> Exercise description
In the forum thread below about using the M5 with the 100-400 lens, which poster names appear in the dated headers?

I have used this combination. It is less than ideal. Autofocus is accurate but slow - definitely not a good choice for rapidly moving subjects. Autofocus also failed sometimes when the lens autofocus range was set to "full." Limiting the focus range seemed to prevent failure to autofocus. As long as autofocus is achieved, image quality is very good. Osprey photo was taken with M5 + 100-400 L II.

Paul


----------



## ahsanford (Nov 10, 2017)

I've never shot it, but see pic (mk I lens shown). You won't exactly save much space in your bag and it has the ergonomic sensibilities I'd associate with hand cramp and high ibuprofen demand.

I'm sure it will take fine pics (and I defer to those who have shot this combo), but I'd still consider bringing the 5D2 for it's grip if nothing else.

- A


----------



## Deleted member 378664 (Nov 10, 2017)

Thank you Talys, PCM-madison and ahsanford so far.

I already suspected that the lens will be too front heavy on the M5.
As I will often be aboard a cruise ship a long lens for landscape (espacially icebergs) can be of good value. Then the APS-C cropfactor will help.

On the onshore trips I will then have the M5 (22 [or the 11-22] and 40 pancake) and the 5DMarkII (with 100-400 attached) with me. Don't want to bring too much gear when sitting on the Zodiac for the shoreleave. 

regards
Frank


----------



## digigal (Nov 10, 2017)

I've tried this a few times just for giggles. I certainly have no where near the control I do with my 7DMK2 for precise focusing--but, duh, it's a "consumer" camera so what else would you expect and it doesn't look like Canon has any plans to change that to improve the focusing capabilities and is putting all its efforts into its full frame mirrorless. I was not bothered by the ergonomics of having the M5 on the 100-400: it felt like I was shooting with the bare lens! I haven't tried it with using my finger on the track pad to determine the focus point. May have to play with it some more. Am going to Bosque in a couple of weeks so will take it along with my 7DMK2 and experiment. I usually use the M5 for my landscape shots because it's so easy to carry as a backup unit with all its little lenses and it works well for night shots too.

> Material
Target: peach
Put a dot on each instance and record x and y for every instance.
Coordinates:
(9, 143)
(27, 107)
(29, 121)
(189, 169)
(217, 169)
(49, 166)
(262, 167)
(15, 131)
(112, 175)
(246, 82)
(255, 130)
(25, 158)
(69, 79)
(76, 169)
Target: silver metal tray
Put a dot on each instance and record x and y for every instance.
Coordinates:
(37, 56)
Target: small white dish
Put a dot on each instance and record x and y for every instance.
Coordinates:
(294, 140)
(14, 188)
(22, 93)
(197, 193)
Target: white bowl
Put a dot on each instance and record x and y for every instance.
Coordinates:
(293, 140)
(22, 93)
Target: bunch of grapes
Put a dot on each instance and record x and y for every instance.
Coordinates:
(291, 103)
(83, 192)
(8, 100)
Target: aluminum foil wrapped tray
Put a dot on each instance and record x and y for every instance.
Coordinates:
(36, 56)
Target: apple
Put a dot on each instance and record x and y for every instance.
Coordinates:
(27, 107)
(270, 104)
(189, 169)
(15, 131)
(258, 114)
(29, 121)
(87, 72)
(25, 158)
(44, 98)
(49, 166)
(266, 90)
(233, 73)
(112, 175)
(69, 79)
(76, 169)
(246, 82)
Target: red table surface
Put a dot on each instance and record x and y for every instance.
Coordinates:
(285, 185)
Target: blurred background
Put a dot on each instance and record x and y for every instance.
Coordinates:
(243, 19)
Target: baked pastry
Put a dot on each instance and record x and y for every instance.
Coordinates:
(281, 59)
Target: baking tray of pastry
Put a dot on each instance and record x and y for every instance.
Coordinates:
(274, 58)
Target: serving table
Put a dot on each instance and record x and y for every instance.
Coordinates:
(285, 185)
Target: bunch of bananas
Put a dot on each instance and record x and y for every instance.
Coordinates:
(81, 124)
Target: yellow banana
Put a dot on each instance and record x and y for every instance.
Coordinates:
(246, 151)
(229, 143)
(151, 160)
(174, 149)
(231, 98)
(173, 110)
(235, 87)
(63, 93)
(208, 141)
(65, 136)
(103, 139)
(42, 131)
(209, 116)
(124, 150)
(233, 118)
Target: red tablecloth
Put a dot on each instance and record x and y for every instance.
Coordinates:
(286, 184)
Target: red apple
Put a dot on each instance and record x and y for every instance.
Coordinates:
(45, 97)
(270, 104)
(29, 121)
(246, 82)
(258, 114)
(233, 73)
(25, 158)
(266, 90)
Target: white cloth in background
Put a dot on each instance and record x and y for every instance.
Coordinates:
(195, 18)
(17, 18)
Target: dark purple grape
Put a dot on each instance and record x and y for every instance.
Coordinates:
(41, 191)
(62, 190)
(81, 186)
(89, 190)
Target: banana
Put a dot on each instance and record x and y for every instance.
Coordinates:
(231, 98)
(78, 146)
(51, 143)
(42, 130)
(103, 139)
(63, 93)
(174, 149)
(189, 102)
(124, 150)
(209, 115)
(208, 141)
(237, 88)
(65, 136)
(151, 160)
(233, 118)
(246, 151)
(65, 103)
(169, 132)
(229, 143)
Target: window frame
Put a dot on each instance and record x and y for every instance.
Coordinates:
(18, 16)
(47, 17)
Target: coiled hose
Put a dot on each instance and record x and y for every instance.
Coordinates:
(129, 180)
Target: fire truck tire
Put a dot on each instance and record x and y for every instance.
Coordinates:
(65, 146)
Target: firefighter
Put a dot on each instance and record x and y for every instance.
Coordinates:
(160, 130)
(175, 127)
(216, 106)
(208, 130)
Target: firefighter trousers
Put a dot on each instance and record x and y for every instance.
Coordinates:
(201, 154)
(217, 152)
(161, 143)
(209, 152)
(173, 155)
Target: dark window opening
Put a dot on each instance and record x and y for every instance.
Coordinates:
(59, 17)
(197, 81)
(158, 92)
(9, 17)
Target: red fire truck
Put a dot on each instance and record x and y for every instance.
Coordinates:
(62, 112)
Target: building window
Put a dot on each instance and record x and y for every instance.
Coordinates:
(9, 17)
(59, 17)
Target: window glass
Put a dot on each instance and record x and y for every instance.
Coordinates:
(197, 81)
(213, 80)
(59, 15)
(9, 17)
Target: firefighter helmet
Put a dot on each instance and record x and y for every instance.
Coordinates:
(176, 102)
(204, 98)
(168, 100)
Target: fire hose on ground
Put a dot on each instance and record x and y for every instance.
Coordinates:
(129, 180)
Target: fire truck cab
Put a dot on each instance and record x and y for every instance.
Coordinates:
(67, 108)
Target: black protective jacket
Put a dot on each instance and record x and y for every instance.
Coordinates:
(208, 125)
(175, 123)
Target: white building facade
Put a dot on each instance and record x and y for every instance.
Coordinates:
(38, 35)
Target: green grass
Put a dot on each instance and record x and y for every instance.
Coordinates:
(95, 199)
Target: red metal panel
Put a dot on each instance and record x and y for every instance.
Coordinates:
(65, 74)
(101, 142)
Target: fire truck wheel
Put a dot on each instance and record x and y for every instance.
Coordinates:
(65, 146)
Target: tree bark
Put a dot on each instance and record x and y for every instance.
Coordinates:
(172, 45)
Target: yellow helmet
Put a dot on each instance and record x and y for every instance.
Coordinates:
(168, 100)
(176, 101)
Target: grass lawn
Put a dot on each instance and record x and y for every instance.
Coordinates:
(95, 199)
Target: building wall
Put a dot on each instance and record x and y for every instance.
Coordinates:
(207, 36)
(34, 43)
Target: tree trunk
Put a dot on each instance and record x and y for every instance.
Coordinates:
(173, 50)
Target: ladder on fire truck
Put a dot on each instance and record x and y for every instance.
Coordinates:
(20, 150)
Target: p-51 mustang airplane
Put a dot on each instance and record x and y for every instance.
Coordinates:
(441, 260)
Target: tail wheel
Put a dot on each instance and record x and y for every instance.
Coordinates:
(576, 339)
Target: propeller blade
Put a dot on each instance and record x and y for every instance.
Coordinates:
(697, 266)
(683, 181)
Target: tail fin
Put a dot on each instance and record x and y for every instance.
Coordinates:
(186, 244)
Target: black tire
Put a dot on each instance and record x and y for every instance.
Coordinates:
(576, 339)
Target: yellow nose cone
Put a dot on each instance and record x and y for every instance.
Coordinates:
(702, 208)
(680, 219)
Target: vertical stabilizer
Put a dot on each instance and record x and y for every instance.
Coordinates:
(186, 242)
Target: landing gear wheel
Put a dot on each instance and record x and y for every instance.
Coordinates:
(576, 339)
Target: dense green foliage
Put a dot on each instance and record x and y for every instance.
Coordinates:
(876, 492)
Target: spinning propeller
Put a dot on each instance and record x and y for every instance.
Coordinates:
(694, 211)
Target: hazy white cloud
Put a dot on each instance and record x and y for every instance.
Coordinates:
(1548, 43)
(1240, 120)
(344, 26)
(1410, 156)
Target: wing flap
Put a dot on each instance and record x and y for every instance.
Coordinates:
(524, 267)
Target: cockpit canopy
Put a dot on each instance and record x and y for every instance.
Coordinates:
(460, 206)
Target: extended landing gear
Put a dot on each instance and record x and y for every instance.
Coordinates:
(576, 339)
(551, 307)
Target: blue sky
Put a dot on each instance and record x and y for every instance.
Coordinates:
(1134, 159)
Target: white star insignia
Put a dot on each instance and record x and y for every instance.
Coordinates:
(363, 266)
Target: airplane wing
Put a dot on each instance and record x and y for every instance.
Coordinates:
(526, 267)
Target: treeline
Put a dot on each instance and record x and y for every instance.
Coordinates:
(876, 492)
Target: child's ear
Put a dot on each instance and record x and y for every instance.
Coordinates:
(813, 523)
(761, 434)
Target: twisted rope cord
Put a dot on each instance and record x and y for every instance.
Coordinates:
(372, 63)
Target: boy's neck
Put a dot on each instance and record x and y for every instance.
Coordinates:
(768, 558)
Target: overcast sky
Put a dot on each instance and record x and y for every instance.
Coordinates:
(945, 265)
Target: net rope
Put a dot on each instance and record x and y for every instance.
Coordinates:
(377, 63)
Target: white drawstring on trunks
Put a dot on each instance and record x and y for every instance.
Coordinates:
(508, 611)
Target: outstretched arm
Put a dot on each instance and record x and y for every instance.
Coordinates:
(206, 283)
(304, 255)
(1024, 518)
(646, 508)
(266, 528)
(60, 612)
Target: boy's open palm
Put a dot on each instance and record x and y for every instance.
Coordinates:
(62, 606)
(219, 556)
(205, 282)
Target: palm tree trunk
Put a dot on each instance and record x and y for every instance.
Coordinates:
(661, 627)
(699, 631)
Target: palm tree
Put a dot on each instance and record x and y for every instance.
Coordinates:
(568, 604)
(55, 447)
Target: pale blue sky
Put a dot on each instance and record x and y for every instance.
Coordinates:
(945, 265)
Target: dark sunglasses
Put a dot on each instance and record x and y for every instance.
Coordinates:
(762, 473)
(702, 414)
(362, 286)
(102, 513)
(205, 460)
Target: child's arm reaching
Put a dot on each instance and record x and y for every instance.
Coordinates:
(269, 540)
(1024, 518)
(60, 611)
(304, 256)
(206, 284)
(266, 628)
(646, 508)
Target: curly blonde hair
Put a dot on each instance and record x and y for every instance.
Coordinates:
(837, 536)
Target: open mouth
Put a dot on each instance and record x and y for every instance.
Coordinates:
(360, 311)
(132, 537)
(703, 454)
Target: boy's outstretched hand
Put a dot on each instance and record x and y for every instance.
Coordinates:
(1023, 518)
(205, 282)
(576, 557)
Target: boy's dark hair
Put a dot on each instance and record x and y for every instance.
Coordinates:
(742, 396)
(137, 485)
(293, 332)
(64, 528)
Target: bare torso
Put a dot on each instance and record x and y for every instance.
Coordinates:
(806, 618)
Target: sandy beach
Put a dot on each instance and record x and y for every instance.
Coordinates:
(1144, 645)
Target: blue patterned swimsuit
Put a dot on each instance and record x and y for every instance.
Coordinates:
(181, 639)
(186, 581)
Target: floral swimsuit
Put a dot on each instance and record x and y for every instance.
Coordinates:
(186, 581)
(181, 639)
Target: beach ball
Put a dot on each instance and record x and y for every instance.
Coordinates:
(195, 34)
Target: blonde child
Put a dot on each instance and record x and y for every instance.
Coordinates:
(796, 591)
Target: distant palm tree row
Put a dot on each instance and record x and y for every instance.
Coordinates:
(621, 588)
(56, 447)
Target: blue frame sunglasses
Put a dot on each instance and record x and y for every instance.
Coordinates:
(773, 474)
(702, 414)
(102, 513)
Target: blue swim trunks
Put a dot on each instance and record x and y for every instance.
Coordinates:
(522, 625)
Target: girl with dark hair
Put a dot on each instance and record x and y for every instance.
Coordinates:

> Solved exercise
ahsanford, Deleted member 378664, digigal